### To do
From the line containing "Expected output, for every instance of the white tent" down to the last line of the material, return those lines verbatim and only those.

### Information given
* Start *
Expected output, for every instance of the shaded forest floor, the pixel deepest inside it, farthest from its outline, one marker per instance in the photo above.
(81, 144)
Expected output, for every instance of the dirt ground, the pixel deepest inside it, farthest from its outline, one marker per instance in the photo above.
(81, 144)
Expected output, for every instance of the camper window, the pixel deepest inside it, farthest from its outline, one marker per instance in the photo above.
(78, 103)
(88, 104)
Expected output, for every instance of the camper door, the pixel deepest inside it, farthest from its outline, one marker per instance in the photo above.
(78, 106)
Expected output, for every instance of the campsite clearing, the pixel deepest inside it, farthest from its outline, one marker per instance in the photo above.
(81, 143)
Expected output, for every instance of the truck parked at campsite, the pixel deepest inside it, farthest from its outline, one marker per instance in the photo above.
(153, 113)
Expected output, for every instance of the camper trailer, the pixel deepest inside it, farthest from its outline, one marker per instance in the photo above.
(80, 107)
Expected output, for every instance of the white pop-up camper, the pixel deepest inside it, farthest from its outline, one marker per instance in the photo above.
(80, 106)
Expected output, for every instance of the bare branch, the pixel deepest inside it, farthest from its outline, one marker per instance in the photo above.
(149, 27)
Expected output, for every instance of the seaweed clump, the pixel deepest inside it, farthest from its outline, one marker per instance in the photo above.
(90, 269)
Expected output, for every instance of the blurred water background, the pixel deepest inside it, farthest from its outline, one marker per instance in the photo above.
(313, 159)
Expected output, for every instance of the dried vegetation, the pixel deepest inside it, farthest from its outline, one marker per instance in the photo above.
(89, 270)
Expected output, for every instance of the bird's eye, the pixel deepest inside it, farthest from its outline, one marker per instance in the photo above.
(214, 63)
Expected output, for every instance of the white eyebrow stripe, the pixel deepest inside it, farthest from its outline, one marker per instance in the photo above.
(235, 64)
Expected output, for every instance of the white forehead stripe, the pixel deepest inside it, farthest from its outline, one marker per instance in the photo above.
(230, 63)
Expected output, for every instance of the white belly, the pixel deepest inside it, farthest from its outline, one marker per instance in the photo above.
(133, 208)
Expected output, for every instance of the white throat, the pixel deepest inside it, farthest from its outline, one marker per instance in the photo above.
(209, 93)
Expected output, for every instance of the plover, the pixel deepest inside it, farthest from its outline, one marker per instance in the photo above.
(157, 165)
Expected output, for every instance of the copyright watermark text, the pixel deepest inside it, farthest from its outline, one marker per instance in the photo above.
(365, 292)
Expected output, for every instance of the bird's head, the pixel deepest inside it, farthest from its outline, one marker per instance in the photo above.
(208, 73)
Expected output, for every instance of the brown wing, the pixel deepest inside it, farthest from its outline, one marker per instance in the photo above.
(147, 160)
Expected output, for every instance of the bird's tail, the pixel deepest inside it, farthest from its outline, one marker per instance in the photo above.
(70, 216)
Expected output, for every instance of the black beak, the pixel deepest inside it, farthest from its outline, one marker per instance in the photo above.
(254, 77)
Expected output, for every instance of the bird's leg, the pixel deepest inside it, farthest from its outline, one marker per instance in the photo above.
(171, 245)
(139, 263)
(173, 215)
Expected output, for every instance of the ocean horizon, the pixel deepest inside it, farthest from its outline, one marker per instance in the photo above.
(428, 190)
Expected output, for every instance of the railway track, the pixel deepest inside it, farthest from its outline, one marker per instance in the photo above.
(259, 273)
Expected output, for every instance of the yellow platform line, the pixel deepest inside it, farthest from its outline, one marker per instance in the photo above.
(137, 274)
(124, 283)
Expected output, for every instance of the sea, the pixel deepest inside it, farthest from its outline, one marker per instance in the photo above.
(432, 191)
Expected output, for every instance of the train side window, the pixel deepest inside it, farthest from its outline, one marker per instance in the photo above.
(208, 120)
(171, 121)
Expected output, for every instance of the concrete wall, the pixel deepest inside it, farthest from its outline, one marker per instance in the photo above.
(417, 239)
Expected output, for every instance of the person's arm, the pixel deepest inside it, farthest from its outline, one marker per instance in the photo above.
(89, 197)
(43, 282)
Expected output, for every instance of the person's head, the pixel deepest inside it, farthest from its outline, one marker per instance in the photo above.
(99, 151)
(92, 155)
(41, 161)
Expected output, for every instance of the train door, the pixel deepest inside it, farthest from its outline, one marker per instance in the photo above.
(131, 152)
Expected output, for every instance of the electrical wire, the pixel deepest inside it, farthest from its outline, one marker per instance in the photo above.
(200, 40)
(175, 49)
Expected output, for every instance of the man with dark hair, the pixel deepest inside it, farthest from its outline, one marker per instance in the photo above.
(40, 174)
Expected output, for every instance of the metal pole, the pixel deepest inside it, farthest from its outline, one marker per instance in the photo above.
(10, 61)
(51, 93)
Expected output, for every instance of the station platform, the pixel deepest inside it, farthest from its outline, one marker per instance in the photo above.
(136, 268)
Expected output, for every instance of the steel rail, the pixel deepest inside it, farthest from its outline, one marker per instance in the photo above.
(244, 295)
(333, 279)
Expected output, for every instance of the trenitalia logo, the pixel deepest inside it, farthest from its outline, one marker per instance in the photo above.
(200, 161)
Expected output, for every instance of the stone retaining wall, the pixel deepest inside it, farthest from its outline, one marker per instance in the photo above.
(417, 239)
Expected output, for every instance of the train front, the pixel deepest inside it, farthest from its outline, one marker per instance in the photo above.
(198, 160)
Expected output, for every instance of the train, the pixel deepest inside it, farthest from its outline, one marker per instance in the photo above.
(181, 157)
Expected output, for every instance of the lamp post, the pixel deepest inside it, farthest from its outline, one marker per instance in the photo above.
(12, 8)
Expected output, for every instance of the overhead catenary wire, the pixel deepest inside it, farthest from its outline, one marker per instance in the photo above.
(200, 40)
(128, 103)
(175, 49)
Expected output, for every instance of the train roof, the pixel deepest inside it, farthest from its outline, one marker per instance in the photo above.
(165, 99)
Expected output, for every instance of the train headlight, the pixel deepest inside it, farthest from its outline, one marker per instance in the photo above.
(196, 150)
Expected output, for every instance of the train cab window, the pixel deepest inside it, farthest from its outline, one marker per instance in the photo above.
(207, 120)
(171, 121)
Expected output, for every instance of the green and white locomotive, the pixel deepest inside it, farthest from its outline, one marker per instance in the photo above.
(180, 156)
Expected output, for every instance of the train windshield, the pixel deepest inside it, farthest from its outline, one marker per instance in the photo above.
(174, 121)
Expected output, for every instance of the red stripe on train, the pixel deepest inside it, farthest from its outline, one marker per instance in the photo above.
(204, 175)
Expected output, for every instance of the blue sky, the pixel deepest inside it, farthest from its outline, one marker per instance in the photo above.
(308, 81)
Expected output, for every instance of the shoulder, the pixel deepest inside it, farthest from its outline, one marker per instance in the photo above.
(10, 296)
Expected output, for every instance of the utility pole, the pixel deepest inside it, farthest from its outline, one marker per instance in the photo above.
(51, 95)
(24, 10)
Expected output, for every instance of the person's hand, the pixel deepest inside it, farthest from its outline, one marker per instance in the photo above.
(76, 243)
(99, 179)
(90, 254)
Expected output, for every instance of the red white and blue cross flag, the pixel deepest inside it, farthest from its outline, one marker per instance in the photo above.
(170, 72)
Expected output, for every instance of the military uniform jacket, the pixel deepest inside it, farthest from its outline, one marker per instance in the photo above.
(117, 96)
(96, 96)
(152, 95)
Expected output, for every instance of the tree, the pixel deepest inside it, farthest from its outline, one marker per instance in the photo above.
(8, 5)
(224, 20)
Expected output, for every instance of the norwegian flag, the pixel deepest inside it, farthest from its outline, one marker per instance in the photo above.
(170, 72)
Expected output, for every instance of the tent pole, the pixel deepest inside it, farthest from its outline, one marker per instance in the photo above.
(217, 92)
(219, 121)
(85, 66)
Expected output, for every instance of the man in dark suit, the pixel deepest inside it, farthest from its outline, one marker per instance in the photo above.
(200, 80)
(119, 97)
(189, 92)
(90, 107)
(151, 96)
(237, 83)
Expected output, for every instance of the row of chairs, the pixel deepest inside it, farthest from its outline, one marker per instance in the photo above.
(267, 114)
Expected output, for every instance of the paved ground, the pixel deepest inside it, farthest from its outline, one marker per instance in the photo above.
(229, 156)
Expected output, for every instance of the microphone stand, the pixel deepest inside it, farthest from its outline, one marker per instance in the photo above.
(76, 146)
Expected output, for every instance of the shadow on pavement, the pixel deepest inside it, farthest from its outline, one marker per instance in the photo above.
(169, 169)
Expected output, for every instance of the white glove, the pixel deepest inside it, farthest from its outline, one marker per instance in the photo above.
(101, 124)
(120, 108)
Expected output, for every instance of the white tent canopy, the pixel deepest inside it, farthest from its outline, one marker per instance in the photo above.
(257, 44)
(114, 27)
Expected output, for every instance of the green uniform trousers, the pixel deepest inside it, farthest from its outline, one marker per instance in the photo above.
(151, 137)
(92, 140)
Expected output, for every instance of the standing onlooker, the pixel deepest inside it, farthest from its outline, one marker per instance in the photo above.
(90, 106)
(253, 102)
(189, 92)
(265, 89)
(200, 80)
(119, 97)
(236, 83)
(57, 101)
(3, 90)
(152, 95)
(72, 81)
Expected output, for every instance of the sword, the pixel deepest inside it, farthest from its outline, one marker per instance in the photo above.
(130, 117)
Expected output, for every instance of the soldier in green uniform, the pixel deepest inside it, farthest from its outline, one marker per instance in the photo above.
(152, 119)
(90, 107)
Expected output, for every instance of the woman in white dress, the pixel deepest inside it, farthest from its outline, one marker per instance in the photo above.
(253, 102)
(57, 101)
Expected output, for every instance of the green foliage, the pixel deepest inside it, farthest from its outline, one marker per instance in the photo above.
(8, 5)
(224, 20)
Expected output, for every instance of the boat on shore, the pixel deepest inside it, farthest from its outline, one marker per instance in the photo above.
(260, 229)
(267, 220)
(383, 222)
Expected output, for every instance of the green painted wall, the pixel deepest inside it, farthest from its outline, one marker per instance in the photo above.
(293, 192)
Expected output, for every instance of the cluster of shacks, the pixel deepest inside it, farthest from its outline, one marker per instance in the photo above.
* End *
### Full response
Expected output, for every instance of the white tent canopy, the pixel deepest inside it, farthest from its outline, one marker per instance in the photo above.
(257, 44)
(114, 27)
Expected output, for every instance of the green uniform trousers, the pixel deepest inside it, farthest from its outline, one marker per instance in the photo above.
(151, 137)
(92, 140)
Expected output, for every instance of the standing onlooker, the pixel deepest inside it, farthest from its outline, one marker per instance in the photo above.
(90, 106)
(253, 102)
(189, 92)
(265, 89)
(200, 80)
(119, 97)
(236, 83)
(57, 101)
(3, 90)
(152, 95)
(72, 81)
Expected output, for every instance of the sword, the pixel deepest inside it, farthest from its outline, one marker per instance in the photo above.
(130, 117)
Expected output, for every instance of the soldier in green uniform, the pixel deepest inside it, farthest from its outline, one marker per instance in the photo above.
(152, 119)
(90, 107)
Expected output, for every instance of the woman in white dress, the pixel deepest inside it, farthest from its outline, one marker per instance in the photo above.
(253, 102)
(57, 101)
Expected output, for every instance of the green foliage, the pixel deepest inside it, farthest from its outline, one marker per instance in the photo above.
(8, 5)
(224, 20)
Expected output, for every instance of the boat on shore, the pixel deepest inside it, farthest from its outline, one marker per instance in the photo above.
(260, 229)
(267, 220)
(383, 222)
Expected output, for every instance of the green painted wall, the pixel deepest inside it, farthest from its outline, one marker per instance in the photo above.
(293, 192)
Expected output, for every instance of the cluster of shacks, the pixel deepest inside it, farthest from its outline, one marker per instance in the photo above.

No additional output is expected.